-- ACTIVITY --
Count the lines in the data below that have "asphalt" in them, and reply with only that number.

-- SOURCE MATERIAL --
------------------------

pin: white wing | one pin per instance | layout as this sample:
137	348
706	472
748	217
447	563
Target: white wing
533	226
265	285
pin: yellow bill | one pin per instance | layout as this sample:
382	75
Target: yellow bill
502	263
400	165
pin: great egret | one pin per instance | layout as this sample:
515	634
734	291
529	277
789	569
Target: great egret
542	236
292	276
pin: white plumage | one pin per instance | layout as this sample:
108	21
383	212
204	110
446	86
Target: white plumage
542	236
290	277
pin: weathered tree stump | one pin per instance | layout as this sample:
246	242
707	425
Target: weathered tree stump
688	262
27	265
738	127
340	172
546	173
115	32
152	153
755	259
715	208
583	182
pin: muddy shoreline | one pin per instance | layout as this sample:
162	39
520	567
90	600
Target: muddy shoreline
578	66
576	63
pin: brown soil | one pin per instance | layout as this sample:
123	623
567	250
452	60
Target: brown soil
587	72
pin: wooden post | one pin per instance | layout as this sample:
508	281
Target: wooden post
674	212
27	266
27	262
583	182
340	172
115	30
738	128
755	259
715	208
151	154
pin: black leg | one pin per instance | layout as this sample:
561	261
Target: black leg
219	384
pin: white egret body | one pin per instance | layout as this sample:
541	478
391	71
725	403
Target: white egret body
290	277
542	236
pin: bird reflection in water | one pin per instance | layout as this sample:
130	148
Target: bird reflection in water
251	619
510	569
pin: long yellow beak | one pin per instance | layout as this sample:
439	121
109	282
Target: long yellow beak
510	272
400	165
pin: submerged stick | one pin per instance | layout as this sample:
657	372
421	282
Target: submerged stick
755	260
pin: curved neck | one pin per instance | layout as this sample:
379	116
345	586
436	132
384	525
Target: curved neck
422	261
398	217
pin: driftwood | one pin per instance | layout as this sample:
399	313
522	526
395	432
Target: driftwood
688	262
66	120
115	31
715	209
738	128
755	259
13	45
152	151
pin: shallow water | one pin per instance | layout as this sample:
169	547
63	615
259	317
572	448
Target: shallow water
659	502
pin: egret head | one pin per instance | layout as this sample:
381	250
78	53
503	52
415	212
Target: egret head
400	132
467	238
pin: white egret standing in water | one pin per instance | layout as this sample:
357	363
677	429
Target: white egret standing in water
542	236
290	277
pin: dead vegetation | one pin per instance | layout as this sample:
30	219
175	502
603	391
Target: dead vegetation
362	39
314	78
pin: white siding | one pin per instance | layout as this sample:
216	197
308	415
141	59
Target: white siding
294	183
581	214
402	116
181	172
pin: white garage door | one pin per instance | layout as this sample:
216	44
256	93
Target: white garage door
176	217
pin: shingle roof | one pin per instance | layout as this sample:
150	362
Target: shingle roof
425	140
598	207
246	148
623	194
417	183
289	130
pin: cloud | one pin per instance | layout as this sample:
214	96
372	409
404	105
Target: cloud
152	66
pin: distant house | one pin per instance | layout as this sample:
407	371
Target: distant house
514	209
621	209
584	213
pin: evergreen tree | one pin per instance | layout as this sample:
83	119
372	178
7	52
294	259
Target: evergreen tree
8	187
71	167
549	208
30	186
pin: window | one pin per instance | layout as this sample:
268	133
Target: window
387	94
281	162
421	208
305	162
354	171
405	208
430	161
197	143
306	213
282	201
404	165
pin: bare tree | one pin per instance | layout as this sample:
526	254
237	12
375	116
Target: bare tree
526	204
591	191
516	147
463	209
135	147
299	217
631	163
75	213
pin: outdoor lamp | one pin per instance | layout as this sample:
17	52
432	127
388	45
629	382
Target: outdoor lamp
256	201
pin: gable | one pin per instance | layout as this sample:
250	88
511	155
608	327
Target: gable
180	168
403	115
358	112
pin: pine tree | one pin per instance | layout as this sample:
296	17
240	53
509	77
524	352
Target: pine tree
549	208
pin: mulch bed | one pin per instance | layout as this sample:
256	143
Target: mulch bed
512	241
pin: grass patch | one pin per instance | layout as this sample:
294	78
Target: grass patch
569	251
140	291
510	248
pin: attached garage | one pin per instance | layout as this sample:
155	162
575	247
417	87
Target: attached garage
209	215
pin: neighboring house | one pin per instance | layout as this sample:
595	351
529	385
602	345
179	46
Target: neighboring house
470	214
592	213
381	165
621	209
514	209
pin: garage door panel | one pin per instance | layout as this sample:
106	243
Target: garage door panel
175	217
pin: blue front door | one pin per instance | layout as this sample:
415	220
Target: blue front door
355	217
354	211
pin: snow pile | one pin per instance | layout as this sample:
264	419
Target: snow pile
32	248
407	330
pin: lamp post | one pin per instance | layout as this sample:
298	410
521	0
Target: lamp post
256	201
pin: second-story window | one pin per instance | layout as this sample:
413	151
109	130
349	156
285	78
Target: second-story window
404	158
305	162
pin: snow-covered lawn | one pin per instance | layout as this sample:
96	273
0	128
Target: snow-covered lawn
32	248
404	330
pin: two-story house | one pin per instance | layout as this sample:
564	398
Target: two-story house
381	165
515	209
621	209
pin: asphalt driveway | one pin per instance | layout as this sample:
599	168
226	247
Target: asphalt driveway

------------------------

-- TASK RESULT --
2